[Source data]
****

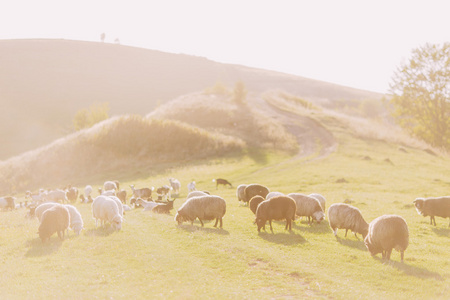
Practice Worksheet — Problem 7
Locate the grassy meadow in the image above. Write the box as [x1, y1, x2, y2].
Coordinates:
[1, 115, 449, 299]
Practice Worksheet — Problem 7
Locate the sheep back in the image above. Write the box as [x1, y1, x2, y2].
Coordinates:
[64, 204, 84, 235]
[255, 196, 296, 232]
[35, 203, 60, 222]
[309, 193, 326, 211]
[288, 193, 325, 224]
[244, 184, 270, 203]
[413, 196, 450, 226]
[187, 191, 208, 199]
[38, 205, 70, 242]
[327, 203, 368, 238]
[249, 195, 265, 215]
[266, 191, 284, 200]
[92, 196, 122, 231]
[364, 214, 409, 262]
[175, 195, 226, 228]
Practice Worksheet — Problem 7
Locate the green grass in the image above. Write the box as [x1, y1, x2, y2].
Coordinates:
[1, 121, 449, 299]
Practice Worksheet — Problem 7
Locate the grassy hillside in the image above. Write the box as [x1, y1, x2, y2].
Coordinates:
[0, 105, 448, 299]
[0, 39, 382, 159]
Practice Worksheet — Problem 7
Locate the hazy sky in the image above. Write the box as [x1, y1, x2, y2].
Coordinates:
[1, 0, 449, 93]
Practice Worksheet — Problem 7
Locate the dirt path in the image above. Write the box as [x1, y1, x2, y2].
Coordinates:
[251, 96, 337, 160]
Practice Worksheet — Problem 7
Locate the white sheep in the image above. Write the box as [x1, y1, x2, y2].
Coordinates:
[327, 203, 368, 239]
[287, 193, 325, 224]
[0, 196, 16, 210]
[236, 184, 247, 203]
[309, 193, 326, 211]
[103, 180, 119, 191]
[175, 195, 226, 228]
[64, 204, 84, 235]
[135, 198, 164, 211]
[92, 195, 123, 231]
[45, 189, 67, 203]
[187, 181, 196, 192]
[169, 178, 181, 195]
[107, 195, 124, 217]
[364, 214, 409, 262]
[84, 185, 93, 198]
[186, 191, 208, 199]
[265, 191, 285, 200]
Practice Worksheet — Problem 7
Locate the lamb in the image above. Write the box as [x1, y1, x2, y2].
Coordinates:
[135, 198, 164, 211]
[244, 184, 270, 204]
[65, 186, 79, 203]
[168, 178, 181, 195]
[130, 184, 154, 199]
[364, 214, 409, 262]
[287, 193, 325, 224]
[255, 195, 296, 232]
[80, 185, 93, 203]
[92, 195, 123, 231]
[327, 203, 369, 239]
[309, 193, 326, 211]
[249, 195, 265, 215]
[175, 195, 226, 228]
[103, 180, 119, 191]
[413, 196, 450, 227]
[266, 191, 284, 200]
[187, 181, 196, 192]
[0, 196, 16, 210]
[38, 205, 70, 242]
[116, 189, 127, 204]
[152, 199, 176, 214]
[45, 189, 67, 203]
[236, 184, 247, 203]
[212, 178, 232, 189]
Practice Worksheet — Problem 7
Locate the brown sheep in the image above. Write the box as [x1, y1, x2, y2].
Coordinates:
[413, 196, 450, 227]
[244, 184, 270, 204]
[38, 205, 70, 243]
[175, 195, 226, 228]
[328, 203, 369, 239]
[213, 178, 232, 189]
[249, 195, 265, 215]
[364, 215, 409, 262]
[255, 195, 296, 233]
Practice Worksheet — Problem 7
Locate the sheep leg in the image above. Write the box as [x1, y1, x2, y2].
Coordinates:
[386, 249, 392, 261]
[269, 220, 274, 233]
[198, 218, 204, 227]
[219, 217, 223, 228]
[381, 251, 386, 260]
[345, 229, 348, 237]
[400, 251, 404, 263]
[286, 219, 291, 231]
[431, 216, 436, 226]
[213, 218, 219, 227]
[354, 232, 359, 240]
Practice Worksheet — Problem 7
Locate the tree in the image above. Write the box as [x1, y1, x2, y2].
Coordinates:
[73, 102, 110, 131]
[389, 43, 450, 148]
[233, 81, 247, 104]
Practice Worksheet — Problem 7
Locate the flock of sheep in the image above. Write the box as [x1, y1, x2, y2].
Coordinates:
[1, 177, 449, 263]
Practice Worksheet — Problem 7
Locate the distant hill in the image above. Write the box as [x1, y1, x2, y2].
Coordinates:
[0, 39, 383, 160]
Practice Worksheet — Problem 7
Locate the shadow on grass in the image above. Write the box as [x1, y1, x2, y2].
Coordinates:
[24, 237, 62, 257]
[371, 256, 444, 280]
[84, 226, 116, 237]
[335, 236, 367, 251]
[177, 223, 230, 235]
[258, 231, 307, 245]
[292, 220, 331, 234]
[431, 227, 449, 237]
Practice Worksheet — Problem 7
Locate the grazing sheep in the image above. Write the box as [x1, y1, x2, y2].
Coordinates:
[25, 190, 47, 203]
[64, 204, 84, 235]
[35, 203, 62, 222]
[65, 187, 79, 203]
[175, 195, 226, 228]
[38, 205, 70, 243]
[186, 191, 208, 199]
[255, 195, 296, 233]
[249, 195, 265, 215]
[0, 196, 16, 210]
[92, 196, 123, 231]
[327, 203, 369, 239]
[236, 184, 247, 203]
[244, 184, 270, 204]
[187, 181, 196, 192]
[168, 178, 181, 195]
[152, 199, 176, 214]
[84, 185, 93, 198]
[364, 214, 409, 262]
[287, 193, 325, 225]
[107, 196, 124, 217]
[130, 184, 154, 200]
[103, 180, 118, 191]
[213, 178, 232, 189]
[45, 189, 67, 203]
[266, 191, 284, 200]
[413, 196, 450, 227]
[309, 193, 326, 211]
[116, 189, 127, 204]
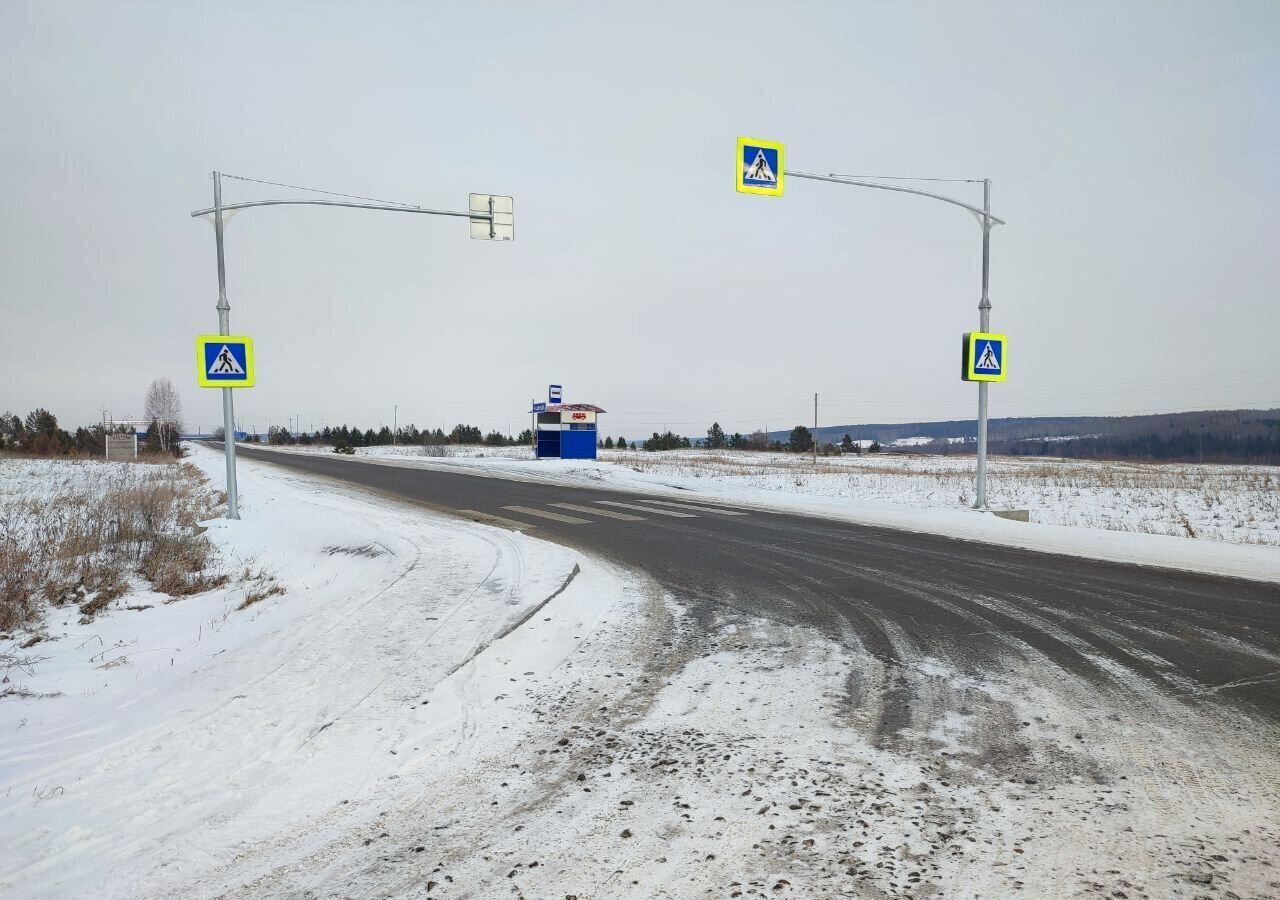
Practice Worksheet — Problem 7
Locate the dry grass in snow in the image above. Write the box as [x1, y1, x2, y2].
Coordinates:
[606, 449, 1280, 547]
[0, 457, 228, 632]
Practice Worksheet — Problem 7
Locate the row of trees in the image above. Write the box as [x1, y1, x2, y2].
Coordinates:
[0, 406, 893, 460]
[251, 423, 535, 450]
[0, 408, 185, 458]
[588, 424, 885, 454]
[1, 409, 95, 455]
[1, 379, 185, 458]
[698, 423, 879, 454]
[997, 429, 1280, 465]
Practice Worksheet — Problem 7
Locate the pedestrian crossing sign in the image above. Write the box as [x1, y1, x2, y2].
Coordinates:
[736, 137, 785, 196]
[196, 335, 256, 388]
[962, 332, 1007, 382]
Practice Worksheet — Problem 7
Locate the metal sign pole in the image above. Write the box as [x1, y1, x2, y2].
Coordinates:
[974, 179, 992, 510]
[213, 171, 240, 520]
[192, 176, 512, 517]
[775, 161, 1005, 512]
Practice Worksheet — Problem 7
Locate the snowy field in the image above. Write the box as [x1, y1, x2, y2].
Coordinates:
[613, 449, 1280, 545]
[2, 447, 1278, 898]
[264, 444, 1280, 582]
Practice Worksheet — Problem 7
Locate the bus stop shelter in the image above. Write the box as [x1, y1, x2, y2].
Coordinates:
[531, 403, 606, 460]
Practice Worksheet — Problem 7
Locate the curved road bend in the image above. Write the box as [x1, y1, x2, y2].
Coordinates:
[226, 444, 1280, 724]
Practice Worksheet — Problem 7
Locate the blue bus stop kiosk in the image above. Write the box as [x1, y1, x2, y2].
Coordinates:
[532, 403, 606, 460]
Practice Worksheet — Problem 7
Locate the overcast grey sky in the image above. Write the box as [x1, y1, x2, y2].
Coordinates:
[3, 1, 1277, 437]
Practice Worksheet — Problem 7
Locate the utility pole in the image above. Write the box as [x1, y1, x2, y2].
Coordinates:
[813, 392, 818, 465]
[393, 405, 398, 444]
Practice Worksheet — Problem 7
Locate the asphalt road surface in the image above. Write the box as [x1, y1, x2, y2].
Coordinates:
[227, 444, 1280, 723]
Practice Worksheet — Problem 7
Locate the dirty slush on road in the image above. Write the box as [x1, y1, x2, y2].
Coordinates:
[203, 571, 1279, 900]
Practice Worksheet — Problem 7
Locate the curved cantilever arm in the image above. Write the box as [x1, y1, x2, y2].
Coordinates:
[785, 170, 1006, 226]
[189, 198, 483, 219]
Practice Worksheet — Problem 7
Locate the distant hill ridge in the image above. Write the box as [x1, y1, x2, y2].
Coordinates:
[764, 408, 1280, 464]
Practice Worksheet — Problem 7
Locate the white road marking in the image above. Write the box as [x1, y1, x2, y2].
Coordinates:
[551, 502, 646, 521]
[458, 509, 537, 530]
[597, 500, 697, 518]
[632, 499, 748, 516]
[503, 505, 592, 524]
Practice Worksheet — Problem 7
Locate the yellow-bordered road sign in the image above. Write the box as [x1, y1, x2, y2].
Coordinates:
[962, 332, 1007, 382]
[196, 334, 255, 388]
[736, 137, 785, 196]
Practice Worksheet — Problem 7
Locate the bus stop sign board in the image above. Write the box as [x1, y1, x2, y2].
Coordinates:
[196, 335, 256, 388]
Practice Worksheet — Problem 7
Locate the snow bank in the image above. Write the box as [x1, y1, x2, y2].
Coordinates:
[0, 445, 634, 899]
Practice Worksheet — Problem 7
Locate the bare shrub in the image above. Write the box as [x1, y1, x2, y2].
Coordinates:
[238, 582, 285, 610]
[323, 544, 388, 558]
[0, 539, 39, 632]
[138, 532, 220, 596]
[0, 458, 228, 629]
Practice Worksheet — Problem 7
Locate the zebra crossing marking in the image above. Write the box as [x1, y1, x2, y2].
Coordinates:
[632, 499, 748, 516]
[551, 502, 646, 521]
[597, 500, 697, 518]
[503, 505, 592, 524]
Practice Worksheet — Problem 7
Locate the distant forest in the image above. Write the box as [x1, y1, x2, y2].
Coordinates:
[796, 409, 1280, 465]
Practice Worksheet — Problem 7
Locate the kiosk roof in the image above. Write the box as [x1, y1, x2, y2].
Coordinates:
[530, 403, 607, 414]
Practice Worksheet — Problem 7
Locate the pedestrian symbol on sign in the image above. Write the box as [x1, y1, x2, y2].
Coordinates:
[746, 149, 775, 185]
[975, 341, 1000, 371]
[210, 345, 245, 375]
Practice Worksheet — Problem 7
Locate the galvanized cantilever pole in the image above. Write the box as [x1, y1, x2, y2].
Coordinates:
[193, 174, 512, 521]
[975, 179, 993, 509]
[212, 171, 240, 519]
[784, 169, 1004, 510]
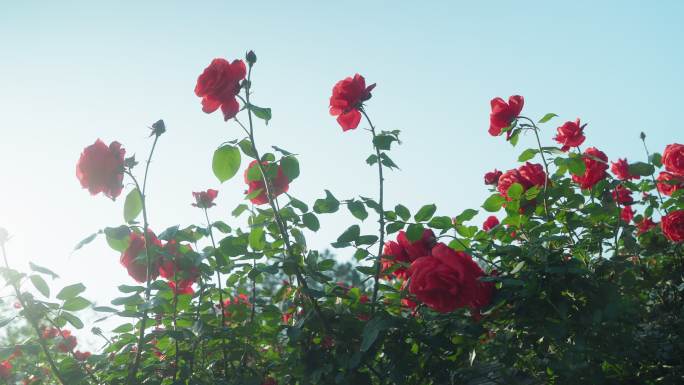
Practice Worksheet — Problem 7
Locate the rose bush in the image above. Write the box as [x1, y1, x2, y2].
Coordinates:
[1, 50, 684, 385]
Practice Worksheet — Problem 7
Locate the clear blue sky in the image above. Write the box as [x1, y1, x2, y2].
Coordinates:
[1, 1, 683, 333]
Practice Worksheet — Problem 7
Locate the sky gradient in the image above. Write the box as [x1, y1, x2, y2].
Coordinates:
[1, 1, 683, 338]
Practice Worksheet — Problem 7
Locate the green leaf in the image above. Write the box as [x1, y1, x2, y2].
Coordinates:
[395, 204, 410, 221]
[30, 275, 49, 297]
[518, 148, 538, 162]
[366, 154, 378, 166]
[57, 283, 86, 300]
[567, 157, 586, 176]
[74, 232, 98, 251]
[386, 222, 404, 234]
[245, 188, 263, 201]
[406, 223, 425, 242]
[509, 131, 520, 146]
[483, 194, 505, 212]
[29, 262, 59, 279]
[629, 161, 655, 176]
[414, 204, 436, 222]
[249, 227, 266, 251]
[123, 188, 143, 223]
[507, 183, 524, 200]
[455, 209, 478, 223]
[232, 204, 249, 217]
[302, 213, 320, 232]
[248, 104, 272, 123]
[62, 297, 90, 311]
[361, 317, 388, 352]
[379, 153, 399, 169]
[373, 134, 395, 150]
[289, 197, 309, 212]
[317, 259, 336, 271]
[511, 261, 525, 274]
[238, 139, 258, 158]
[347, 200, 368, 221]
[281, 156, 300, 181]
[61, 312, 84, 329]
[651, 152, 662, 168]
[118, 285, 144, 293]
[212, 145, 241, 182]
[104, 226, 131, 252]
[428, 216, 453, 229]
[538, 113, 558, 123]
[313, 190, 340, 214]
[337, 225, 360, 243]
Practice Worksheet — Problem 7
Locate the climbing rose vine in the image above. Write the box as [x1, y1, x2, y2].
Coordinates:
[1, 50, 684, 385]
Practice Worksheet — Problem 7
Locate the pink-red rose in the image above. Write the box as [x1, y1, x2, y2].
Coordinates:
[656, 172, 684, 196]
[120, 231, 162, 283]
[636, 217, 657, 235]
[497, 163, 546, 199]
[611, 158, 639, 181]
[76, 139, 126, 199]
[554, 118, 586, 152]
[482, 216, 499, 231]
[57, 330, 78, 353]
[662, 143, 684, 176]
[397, 229, 436, 261]
[244, 160, 290, 205]
[192, 189, 218, 208]
[408, 243, 493, 313]
[195, 58, 246, 121]
[612, 185, 633, 204]
[484, 169, 502, 185]
[572, 147, 608, 189]
[662, 210, 684, 242]
[74, 350, 91, 361]
[159, 240, 199, 295]
[489, 95, 524, 137]
[381, 240, 411, 279]
[329, 74, 376, 131]
[0, 360, 11, 380]
[621, 206, 634, 223]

****

#### [Your instructions]
What is the number of lines in the records that hold "marking"? Give the number by itself.

#### [Solution below]
2